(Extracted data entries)
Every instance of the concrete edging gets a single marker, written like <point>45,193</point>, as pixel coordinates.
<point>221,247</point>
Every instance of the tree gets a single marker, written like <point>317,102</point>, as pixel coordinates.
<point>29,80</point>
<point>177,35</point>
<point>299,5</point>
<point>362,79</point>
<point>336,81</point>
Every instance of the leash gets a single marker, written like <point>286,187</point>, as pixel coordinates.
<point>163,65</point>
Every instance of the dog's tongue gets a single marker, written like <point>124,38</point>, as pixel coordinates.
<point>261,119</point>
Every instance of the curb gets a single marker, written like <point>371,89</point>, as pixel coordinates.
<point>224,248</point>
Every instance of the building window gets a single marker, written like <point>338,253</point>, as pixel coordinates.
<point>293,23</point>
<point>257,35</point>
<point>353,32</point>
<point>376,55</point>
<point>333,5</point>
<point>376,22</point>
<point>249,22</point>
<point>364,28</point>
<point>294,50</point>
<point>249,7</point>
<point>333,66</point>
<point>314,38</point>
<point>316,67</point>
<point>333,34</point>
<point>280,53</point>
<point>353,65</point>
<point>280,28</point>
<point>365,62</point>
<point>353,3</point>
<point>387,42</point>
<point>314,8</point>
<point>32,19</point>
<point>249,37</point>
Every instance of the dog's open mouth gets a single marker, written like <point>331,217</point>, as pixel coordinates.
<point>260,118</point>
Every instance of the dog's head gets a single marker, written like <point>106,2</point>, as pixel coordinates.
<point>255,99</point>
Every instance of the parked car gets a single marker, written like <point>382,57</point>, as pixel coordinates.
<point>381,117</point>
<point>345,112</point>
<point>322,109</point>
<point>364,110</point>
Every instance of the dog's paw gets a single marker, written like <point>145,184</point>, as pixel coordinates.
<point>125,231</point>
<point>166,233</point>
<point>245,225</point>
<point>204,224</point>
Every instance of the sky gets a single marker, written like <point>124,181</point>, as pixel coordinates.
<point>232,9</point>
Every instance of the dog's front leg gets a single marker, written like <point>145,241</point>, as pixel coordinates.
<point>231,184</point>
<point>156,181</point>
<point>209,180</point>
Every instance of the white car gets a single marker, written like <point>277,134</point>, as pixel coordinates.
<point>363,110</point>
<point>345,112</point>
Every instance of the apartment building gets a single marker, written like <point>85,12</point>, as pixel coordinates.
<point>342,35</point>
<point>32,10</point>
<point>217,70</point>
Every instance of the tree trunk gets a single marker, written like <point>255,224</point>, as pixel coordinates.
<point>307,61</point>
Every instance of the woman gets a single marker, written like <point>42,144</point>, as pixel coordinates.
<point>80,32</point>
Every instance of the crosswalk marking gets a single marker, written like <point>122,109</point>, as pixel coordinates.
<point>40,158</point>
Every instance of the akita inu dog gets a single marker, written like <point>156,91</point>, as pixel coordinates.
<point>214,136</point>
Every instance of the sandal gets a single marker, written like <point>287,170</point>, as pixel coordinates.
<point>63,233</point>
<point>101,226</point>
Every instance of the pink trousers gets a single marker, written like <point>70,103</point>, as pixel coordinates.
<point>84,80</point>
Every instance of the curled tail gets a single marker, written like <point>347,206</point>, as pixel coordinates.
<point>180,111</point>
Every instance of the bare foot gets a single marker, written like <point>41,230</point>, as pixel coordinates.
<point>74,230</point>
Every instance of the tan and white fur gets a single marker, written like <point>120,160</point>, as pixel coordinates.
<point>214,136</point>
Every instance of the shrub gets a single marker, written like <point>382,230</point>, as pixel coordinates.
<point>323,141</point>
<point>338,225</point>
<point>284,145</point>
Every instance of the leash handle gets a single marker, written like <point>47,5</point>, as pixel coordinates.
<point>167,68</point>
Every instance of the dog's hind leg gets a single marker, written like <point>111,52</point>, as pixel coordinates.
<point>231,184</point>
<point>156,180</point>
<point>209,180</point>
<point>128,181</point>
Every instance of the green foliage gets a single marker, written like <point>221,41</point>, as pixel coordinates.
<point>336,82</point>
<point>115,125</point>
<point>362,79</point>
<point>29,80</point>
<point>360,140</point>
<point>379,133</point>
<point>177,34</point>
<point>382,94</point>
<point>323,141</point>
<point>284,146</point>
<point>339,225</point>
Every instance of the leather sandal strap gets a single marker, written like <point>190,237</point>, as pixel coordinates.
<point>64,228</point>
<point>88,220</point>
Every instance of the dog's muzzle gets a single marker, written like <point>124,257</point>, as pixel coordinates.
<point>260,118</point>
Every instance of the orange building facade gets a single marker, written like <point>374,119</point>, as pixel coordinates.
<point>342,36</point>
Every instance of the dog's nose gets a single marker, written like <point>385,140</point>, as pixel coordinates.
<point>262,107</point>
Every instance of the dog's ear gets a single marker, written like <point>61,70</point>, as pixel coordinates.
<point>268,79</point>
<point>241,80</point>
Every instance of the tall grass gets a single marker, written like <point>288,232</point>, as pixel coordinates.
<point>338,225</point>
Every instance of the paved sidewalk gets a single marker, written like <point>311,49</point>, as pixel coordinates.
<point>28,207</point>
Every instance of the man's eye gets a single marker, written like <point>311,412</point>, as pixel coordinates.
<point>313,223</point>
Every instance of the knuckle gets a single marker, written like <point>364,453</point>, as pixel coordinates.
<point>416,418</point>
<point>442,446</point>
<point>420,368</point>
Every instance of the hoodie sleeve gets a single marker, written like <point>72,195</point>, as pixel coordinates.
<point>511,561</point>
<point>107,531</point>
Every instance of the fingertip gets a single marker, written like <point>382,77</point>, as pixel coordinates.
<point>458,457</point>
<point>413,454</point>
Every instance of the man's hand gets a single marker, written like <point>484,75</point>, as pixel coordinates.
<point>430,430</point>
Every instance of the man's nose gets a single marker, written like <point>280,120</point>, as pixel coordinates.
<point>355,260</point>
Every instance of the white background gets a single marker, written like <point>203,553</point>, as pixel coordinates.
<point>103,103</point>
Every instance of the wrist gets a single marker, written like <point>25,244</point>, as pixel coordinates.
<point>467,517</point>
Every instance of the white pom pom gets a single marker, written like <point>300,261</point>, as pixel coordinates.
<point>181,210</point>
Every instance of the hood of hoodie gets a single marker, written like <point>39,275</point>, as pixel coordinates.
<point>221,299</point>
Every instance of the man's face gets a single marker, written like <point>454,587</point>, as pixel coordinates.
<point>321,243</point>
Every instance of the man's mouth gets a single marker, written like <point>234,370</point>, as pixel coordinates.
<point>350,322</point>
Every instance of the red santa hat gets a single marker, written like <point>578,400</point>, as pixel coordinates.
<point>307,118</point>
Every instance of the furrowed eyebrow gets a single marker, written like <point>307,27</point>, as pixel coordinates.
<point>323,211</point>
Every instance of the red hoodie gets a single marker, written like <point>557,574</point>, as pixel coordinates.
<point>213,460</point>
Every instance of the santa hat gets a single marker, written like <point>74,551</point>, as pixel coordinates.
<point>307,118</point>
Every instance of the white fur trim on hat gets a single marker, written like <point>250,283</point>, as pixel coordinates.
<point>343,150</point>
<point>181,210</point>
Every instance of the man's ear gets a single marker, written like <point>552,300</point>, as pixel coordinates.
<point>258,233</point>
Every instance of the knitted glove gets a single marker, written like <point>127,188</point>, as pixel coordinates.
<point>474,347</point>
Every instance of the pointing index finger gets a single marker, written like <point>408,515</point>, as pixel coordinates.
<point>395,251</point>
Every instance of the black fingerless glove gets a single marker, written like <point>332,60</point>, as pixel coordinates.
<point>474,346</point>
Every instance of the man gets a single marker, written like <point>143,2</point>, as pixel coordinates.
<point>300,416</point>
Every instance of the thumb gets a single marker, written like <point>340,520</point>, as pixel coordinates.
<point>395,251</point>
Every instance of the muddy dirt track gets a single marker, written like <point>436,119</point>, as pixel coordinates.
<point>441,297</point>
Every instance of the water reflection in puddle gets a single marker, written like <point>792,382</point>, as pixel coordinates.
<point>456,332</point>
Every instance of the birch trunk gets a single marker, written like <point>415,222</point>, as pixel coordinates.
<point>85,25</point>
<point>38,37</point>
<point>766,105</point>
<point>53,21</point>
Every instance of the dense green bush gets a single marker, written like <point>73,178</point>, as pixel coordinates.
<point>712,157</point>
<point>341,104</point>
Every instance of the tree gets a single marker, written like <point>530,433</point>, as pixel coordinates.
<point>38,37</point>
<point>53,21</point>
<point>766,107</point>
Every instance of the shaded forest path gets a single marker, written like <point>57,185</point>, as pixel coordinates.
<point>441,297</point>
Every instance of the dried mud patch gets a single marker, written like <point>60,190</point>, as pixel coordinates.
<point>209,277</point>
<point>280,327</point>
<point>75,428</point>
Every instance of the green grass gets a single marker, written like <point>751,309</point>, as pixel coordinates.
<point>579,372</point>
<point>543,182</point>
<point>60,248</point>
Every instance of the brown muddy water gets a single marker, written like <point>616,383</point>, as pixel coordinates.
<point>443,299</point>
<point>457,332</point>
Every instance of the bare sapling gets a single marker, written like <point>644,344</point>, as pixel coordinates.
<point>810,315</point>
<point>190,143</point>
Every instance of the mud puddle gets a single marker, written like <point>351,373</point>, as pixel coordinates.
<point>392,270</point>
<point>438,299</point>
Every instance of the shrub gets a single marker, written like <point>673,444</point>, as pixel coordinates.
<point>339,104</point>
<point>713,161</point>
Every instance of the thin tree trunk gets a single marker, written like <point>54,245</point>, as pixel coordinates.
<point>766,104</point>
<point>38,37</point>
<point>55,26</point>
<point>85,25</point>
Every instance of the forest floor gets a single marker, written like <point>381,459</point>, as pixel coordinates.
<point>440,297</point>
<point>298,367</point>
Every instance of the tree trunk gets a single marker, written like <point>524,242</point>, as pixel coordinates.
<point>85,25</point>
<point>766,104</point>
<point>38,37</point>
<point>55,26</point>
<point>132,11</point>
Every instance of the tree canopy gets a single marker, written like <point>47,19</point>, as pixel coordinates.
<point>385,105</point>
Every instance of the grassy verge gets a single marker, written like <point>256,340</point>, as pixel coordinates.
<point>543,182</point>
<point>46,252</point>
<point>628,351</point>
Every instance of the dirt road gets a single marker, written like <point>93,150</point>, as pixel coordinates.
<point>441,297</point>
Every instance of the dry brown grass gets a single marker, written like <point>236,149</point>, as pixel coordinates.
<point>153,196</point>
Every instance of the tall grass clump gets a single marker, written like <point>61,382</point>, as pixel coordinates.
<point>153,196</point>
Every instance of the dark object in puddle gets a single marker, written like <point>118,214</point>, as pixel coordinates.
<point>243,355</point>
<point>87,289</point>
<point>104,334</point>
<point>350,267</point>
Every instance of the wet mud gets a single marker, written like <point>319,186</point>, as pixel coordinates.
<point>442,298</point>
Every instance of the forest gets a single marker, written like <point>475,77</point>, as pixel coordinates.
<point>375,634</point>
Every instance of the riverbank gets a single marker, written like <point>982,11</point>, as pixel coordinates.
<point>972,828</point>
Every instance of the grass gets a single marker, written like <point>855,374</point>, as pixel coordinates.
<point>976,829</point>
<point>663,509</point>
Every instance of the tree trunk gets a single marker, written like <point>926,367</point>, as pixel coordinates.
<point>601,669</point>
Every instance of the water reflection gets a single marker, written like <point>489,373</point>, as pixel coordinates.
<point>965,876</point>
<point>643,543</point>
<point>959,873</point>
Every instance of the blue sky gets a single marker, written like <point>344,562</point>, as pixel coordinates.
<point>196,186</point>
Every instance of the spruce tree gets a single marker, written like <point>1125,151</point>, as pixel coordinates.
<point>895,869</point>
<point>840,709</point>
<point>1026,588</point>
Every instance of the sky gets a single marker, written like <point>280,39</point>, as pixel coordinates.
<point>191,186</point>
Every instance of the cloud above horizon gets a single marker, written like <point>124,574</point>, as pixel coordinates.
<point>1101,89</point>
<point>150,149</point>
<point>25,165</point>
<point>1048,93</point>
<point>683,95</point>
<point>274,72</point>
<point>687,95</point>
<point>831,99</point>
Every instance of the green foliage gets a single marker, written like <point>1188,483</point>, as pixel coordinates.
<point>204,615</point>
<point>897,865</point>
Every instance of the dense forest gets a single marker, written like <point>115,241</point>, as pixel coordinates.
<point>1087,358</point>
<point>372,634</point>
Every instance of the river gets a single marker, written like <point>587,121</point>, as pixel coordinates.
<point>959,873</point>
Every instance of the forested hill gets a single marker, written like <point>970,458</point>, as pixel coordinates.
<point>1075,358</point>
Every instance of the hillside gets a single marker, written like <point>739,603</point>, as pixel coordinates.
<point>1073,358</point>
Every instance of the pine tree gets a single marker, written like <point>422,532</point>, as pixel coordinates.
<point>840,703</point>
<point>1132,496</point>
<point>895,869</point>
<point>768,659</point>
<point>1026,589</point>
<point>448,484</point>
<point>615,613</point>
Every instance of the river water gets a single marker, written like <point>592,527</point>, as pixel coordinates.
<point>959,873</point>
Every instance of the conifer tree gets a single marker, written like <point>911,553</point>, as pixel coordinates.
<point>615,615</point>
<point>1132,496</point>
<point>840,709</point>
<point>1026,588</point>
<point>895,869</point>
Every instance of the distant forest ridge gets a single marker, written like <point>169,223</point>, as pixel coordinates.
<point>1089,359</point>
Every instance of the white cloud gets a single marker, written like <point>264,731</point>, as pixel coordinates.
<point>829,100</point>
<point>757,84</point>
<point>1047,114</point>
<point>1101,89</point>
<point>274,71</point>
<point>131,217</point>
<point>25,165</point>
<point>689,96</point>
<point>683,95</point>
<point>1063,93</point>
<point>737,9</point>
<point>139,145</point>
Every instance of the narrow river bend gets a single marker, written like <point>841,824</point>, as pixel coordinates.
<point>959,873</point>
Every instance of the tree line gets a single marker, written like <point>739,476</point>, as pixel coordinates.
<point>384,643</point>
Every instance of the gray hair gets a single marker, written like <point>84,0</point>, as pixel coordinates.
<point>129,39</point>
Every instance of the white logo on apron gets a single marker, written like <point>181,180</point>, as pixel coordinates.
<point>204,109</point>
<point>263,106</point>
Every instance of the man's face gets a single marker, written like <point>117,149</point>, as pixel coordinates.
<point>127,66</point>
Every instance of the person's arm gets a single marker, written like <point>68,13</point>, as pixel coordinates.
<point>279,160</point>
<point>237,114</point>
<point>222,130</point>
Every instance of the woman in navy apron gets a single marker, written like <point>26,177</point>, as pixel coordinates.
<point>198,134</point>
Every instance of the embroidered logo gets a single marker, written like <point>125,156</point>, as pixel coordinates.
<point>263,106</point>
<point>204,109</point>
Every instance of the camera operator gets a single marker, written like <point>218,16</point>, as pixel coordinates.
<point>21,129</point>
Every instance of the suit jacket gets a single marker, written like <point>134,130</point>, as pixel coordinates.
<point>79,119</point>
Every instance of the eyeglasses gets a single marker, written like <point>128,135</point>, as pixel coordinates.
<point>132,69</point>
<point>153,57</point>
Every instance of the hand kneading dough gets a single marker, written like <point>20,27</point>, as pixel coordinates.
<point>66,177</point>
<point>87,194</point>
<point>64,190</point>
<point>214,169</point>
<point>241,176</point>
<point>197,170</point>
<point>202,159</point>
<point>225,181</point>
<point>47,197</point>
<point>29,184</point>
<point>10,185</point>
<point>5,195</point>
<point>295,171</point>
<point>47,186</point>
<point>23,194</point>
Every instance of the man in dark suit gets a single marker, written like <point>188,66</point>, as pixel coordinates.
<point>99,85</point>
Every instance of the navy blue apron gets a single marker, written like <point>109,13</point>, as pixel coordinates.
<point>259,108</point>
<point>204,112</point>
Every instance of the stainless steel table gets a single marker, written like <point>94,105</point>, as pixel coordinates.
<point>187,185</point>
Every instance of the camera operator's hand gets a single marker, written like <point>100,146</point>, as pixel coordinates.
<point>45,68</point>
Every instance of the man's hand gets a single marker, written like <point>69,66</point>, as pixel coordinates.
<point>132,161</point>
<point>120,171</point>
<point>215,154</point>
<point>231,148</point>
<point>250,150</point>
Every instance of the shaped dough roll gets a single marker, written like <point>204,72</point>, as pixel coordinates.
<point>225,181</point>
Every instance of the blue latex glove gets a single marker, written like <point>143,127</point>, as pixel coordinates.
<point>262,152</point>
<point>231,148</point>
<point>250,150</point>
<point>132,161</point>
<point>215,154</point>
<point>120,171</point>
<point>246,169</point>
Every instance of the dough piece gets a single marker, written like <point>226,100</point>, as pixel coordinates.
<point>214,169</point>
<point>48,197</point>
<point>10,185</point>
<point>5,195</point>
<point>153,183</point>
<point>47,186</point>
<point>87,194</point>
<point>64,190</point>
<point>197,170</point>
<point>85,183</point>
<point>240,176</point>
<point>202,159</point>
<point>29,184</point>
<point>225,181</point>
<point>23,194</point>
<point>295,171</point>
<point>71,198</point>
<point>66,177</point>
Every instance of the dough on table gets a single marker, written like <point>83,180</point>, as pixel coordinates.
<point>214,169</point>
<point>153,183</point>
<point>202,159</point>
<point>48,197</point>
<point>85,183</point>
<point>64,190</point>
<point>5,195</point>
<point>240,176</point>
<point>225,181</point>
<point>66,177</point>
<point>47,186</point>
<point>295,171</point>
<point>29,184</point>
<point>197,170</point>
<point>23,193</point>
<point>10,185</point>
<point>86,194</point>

## Your objective:
Write out, word for word, every line from the one containing "Every instance of the dough on" through the last line of the records above.

## Finished task:
Every instance of the dough on table gets a single marker, written like <point>83,180</point>, as pixel coordinates.
<point>214,169</point>
<point>153,183</point>
<point>202,159</point>
<point>48,197</point>
<point>85,183</point>
<point>64,190</point>
<point>5,195</point>
<point>240,176</point>
<point>225,181</point>
<point>66,177</point>
<point>47,186</point>
<point>295,171</point>
<point>29,184</point>
<point>197,170</point>
<point>23,193</point>
<point>10,185</point>
<point>86,194</point>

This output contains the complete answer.